(TASK REQUIREMENTS):
Repeat each line of the material below exactly as it appears, minus any pictures.

(THE INPUT):
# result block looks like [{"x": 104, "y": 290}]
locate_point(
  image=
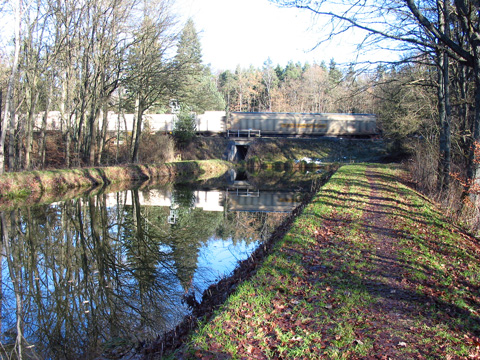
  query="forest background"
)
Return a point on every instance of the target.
[{"x": 85, "y": 58}]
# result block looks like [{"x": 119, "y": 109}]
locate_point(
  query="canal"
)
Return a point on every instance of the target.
[{"x": 85, "y": 273}]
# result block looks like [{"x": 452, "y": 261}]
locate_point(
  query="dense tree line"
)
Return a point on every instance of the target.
[
  {"x": 439, "y": 40},
  {"x": 84, "y": 59},
  {"x": 296, "y": 88}
]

(THE OUTPUT):
# result block looks like [{"x": 104, "y": 290}]
locate_point(
  image=
  query="forest background"
)
Return a point on every instance of the target.
[{"x": 85, "y": 58}]
# result block looks like [{"x": 119, "y": 109}]
locate_point(
  query="canal"
)
Return a point on every instance of the target.
[{"x": 85, "y": 273}]
# result block looks like [{"x": 452, "y": 261}]
locate_point(
  query="dense tree line"
)
Return a point on every instance of the target.
[
  {"x": 439, "y": 40},
  {"x": 84, "y": 59},
  {"x": 296, "y": 88}
]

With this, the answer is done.